> _TASK_
Down to the last line of the listing, starting at the one with "Query: chestnut horse", retype each line exactly. Do not copy the pictures.

Top of GIVEN RECORDS

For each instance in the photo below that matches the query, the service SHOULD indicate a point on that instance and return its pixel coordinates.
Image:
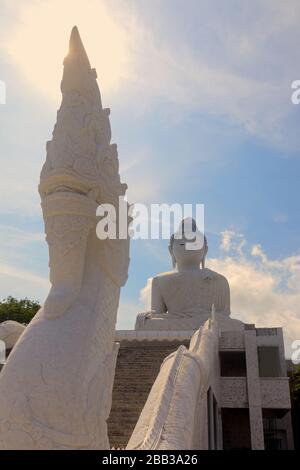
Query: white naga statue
(55, 389)
(183, 299)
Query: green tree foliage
(22, 310)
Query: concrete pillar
(254, 394)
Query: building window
(233, 364)
(275, 434)
(236, 429)
(269, 361)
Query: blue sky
(200, 98)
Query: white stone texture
(10, 331)
(55, 389)
(174, 416)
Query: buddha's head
(188, 246)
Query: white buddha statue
(184, 298)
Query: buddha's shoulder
(213, 275)
(205, 274)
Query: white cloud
(263, 291)
(237, 73)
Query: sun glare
(39, 42)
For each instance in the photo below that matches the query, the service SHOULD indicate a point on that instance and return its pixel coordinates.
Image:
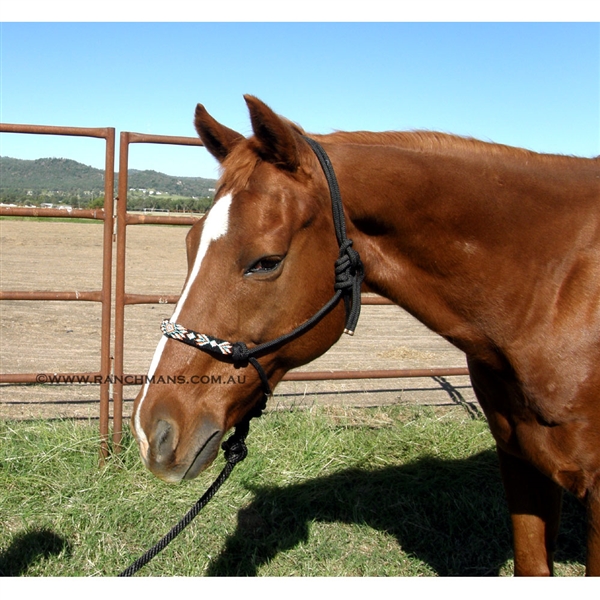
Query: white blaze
(215, 226)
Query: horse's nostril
(165, 439)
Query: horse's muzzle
(172, 459)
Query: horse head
(260, 263)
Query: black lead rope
(235, 451)
(349, 274)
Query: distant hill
(66, 177)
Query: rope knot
(240, 353)
(235, 450)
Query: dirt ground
(47, 337)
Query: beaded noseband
(349, 274)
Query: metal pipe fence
(104, 295)
(116, 213)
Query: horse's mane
(433, 141)
(243, 160)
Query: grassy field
(394, 491)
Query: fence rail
(103, 295)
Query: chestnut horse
(497, 249)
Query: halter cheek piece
(349, 274)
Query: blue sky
(535, 85)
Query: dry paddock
(47, 337)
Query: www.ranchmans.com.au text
(142, 379)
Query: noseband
(349, 274)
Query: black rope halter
(349, 274)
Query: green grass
(396, 491)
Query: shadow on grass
(28, 548)
(449, 514)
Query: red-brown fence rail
(123, 219)
(104, 295)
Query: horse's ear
(275, 137)
(218, 139)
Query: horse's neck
(437, 234)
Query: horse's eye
(264, 265)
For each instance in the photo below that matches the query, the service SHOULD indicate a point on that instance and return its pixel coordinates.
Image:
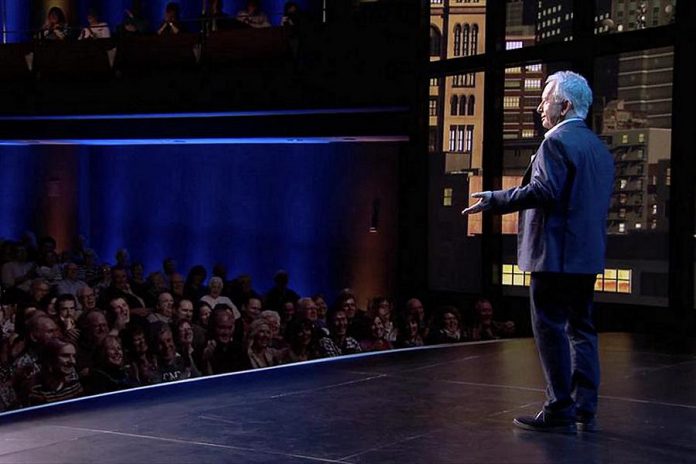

Bottom of GIVEN RECORDS

> _RESULT OF THIS TASK_
Query: chestnut horse
(497, 249)
Query: halter cheek piece
(349, 274)
Query: blue sky
(535, 85)
Query: dry paddock
(47, 337)
Query: www.ranchmans.com.au text
(142, 379)
Query: noseband
(349, 274)
Query: black rope halter
(349, 274)
Query: green grass
(396, 491)
Query: shadow on grass
(28, 548)
(449, 514)
Query: red-brown fence rail
(123, 219)
(104, 295)
Query: horse's ear
(275, 137)
(218, 139)
Query: horse's neck
(437, 234)
Query: horse's eye
(264, 265)
For each instance in the photo below that matches the query, the service SHOULD indicate a point on that instance and return its pixel coordinates.
Image:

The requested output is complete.